**EXERCISE**
Without including any pictures, copy every line below exactly.

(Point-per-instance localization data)
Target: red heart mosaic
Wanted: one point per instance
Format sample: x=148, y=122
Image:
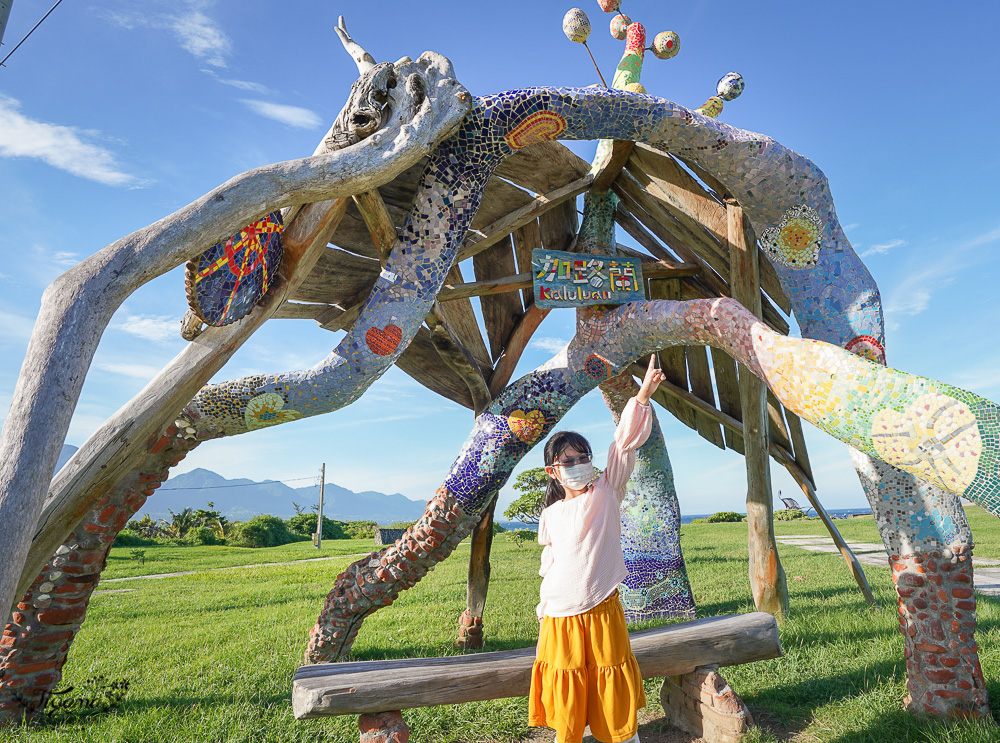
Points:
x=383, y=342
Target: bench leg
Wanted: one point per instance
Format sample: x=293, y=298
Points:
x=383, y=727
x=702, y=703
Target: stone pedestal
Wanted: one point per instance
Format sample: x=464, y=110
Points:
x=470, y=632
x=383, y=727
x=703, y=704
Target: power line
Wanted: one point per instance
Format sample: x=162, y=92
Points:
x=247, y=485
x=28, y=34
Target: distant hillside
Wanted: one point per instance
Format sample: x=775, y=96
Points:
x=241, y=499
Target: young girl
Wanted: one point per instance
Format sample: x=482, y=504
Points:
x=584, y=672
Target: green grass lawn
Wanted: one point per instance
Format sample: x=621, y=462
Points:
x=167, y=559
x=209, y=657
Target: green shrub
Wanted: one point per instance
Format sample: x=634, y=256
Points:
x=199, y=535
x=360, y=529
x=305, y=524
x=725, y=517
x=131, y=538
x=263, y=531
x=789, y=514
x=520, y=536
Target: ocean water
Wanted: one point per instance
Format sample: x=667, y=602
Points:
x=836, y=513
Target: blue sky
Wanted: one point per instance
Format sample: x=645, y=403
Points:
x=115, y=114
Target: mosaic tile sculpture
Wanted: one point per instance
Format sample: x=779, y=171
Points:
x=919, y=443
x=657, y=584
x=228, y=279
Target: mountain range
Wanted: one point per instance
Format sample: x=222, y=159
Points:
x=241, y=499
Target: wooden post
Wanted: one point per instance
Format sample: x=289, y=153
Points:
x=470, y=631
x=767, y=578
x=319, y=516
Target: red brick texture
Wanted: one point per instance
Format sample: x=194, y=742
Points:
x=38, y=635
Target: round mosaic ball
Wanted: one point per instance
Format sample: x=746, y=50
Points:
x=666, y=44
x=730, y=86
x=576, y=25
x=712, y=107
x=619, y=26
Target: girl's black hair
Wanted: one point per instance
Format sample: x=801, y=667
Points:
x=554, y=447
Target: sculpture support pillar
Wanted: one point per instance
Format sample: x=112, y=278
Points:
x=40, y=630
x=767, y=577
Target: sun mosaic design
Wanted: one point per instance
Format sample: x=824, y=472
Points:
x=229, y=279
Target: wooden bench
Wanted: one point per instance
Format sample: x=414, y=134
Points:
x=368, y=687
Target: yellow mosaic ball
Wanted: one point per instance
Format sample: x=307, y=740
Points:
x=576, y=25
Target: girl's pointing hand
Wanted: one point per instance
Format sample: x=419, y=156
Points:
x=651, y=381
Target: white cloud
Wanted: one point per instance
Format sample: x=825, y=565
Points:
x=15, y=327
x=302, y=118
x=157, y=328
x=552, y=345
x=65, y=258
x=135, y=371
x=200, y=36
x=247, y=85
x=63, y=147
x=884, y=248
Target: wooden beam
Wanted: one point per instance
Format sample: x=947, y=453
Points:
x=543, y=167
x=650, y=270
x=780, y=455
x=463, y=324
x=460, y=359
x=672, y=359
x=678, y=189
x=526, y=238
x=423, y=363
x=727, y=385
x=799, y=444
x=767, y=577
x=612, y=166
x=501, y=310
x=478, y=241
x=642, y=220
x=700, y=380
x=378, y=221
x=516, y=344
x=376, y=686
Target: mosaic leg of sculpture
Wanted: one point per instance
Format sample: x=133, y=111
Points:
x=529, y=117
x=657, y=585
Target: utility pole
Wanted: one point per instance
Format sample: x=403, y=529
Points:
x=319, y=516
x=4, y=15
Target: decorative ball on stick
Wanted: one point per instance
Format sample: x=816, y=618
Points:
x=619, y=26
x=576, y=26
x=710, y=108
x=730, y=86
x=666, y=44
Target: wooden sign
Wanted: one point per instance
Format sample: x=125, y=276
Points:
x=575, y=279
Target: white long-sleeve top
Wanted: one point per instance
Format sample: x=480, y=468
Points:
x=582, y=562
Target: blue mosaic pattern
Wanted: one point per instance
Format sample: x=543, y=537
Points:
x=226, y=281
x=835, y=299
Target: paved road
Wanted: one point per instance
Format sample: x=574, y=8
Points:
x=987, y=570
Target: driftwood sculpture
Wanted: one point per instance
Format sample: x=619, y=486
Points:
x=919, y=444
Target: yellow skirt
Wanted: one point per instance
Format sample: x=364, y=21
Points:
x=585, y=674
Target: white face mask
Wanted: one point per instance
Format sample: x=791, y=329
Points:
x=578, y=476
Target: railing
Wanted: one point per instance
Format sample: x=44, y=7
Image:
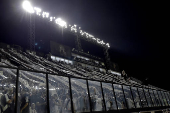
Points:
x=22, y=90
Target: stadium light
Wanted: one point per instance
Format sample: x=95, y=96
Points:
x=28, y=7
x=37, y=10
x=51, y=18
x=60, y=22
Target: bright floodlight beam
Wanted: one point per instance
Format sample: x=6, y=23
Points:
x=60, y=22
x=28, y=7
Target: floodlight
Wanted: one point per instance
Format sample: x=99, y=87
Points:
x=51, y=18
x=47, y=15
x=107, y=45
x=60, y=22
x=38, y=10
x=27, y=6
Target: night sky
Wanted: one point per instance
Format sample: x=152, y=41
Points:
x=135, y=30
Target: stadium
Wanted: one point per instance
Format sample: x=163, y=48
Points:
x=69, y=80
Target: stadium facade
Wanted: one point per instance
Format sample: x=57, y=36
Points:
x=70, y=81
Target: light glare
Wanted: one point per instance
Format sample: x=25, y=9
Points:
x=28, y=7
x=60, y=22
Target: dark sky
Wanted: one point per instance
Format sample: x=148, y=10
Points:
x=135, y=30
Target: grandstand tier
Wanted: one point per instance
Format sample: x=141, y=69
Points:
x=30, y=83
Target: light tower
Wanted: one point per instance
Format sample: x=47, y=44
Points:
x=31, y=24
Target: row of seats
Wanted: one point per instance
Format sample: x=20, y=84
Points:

**RESPONSE TO THIS TASK**
Target: red heart mosaic
Wanted: one point per instance
Format sample: x=148, y=122
Image:
Points:
x=383, y=342
Target: bench leg
Wanted: one point per instance
Format sample: x=293, y=298
Points:
x=383, y=727
x=702, y=703
Target: stone pedestal
Wanted: one point per instance
Format sample: x=464, y=110
Points:
x=470, y=632
x=383, y=727
x=703, y=704
Target: power line
Wanted: one point per instance
Format sample: x=162, y=92
Points:
x=247, y=485
x=28, y=34
Target: distant hillside
Wanted: one point per instance
Format sample: x=775, y=96
Points:
x=241, y=499
Target: young girl
Wanted: one point per instance
Format sample: x=482, y=504
Points:
x=584, y=672
Target: green grass lawn
Wanted: one point per instance
Format sample: x=621, y=462
Points:
x=167, y=559
x=209, y=657
Target: green shrub
Wanted: one point per instance
Format sample: x=634, y=256
Points:
x=199, y=535
x=360, y=529
x=305, y=524
x=725, y=517
x=131, y=538
x=263, y=531
x=789, y=514
x=520, y=536
Target: ocean water
Wanted: one point per instance
Format sample: x=667, y=602
Points:
x=836, y=513
Target: blue sky
Wanted: one point per instance
Format sample: x=645, y=403
Points:
x=115, y=114
Target: mosaic tile sculpture
Wanted: one point per instance
Format sample: x=779, y=171
Points:
x=919, y=443
x=657, y=584
x=228, y=279
Target: mountain range
Wanted: one point per instance
Format sample: x=222, y=159
Points:
x=241, y=499
Target: wooden post
Wanted: one point per instance
Format sample: x=289, y=153
Points:
x=470, y=631
x=767, y=578
x=319, y=516
Target: red brick texture
Wanted: one point per instance
Format sample: x=194, y=742
Points:
x=38, y=635
Target: round mosaic ball
Wanted: one point per instance
Format sample: x=746, y=50
Points:
x=666, y=44
x=730, y=86
x=576, y=25
x=712, y=107
x=619, y=26
Target: girl's black hair
Wanted: one point per instance
Format sample: x=801, y=667
Points:
x=554, y=447
Target: sculpture support pillar
Wanted: one point per instance
Format sample: x=112, y=278
Points:
x=40, y=630
x=767, y=577
Target: sun mosaic design
Wanted: one point per instance
Format sample: x=824, y=472
Points:
x=229, y=279
Target: wooden bench
Wanted: one point per instance
Format sample: x=414, y=134
Points:
x=368, y=687
Target: yellow mosaic ball
Wanted: one point per instance
Format sample: x=307, y=740
Points:
x=576, y=25
Target: girl's pointing hand
Wanted: one point per instance
Format sample: x=419, y=156
Points:
x=651, y=381
Target: white cloud
Wanted: one point per instance
Format sample: x=825, y=565
Points:
x=15, y=327
x=302, y=118
x=157, y=328
x=552, y=345
x=65, y=258
x=135, y=371
x=200, y=36
x=247, y=85
x=63, y=147
x=884, y=248
Target: wooden beam
Wanted: one point per instance
Format sample: x=947, y=453
Points:
x=543, y=167
x=650, y=270
x=780, y=455
x=463, y=324
x=460, y=359
x=672, y=359
x=678, y=189
x=526, y=238
x=423, y=363
x=727, y=385
x=799, y=444
x=767, y=577
x=612, y=166
x=501, y=310
x=478, y=241
x=642, y=220
x=700, y=380
x=378, y=221
x=516, y=344
x=376, y=686
Target: mosaic leg of sculpture
Wanted: one point per instance
Format sample: x=133, y=111
Points:
x=529, y=117
x=657, y=585
Target: utility pole
Wanted: one point per instance
Format sample: x=403, y=529
Points:
x=319, y=516
x=4, y=15
Target: decorative ball on stick
Wanted: one point per instance
Format sample: x=816, y=618
Points:
x=619, y=26
x=576, y=26
x=710, y=108
x=730, y=86
x=666, y=44
Target: wooden sign
Wanted: one point per instance
Format sample: x=125, y=276
Points:
x=575, y=279
Target: white long-sleeve top
Wanted: one point per instance
Format sample: x=480, y=468
Points:
x=582, y=562
Target: blue mosaic pattern
Wanted: one point per instance
Format sample: x=543, y=537
Points:
x=226, y=281
x=835, y=299
Target: paved road
Wanted: one point per instance
Format sample: x=574, y=8
Points:
x=987, y=570
Target: driftwood sculpture
Wanted: one point per instance
Format sample: x=619, y=486
Points:
x=919, y=444
Target: yellow skirt
Wanted: one point per instance
Format sample: x=364, y=21
Points:
x=585, y=674
Target: white face mask
Wanted: one point per instance
Format sample: x=791, y=329
Points:
x=578, y=476
Target: railing
Wanted: one point per instance
Format sample: x=44, y=7
Image:
Points:
x=22, y=90
Target: stadium light
Wanted: one point per instance
Format sample: x=95, y=96
Points:
x=28, y=7
x=37, y=10
x=51, y=18
x=60, y=22
Target: bright floodlight beam
Wanted: one point per instance
Format sample: x=6, y=23
Points:
x=60, y=22
x=28, y=7
Target: floodlight
Wanted: one point per instance
Format sample: x=99, y=87
Points:
x=51, y=18
x=47, y=15
x=107, y=45
x=60, y=22
x=38, y=10
x=27, y=6
Target: night sky
Wanted: one point per instance
Format sample: x=152, y=41
Points:
x=135, y=30
Target: stadium
Wanted: one point per instance
Format sample: x=163, y=48
Points:
x=69, y=80
Target: stadium facade
Wanted: one point per instance
Format sample: x=57, y=36
Points:
x=70, y=81
Target: light glare
Wanted: one point per instance
Format sample: x=25, y=9
Points:
x=28, y=7
x=60, y=22
Target: dark sky
Wanted: one point per instance
Format sample: x=148, y=10
Points:
x=135, y=30
Target: grandstand tier
Wanted: one point per instance
Format sample: x=141, y=69
Points:
x=30, y=83
Target: light tower
Wanted: one point per instance
Format sample: x=47, y=44
Points:
x=31, y=24
Target: row of seats
Wanted: one point per instance
Format sample: x=20, y=84
Points:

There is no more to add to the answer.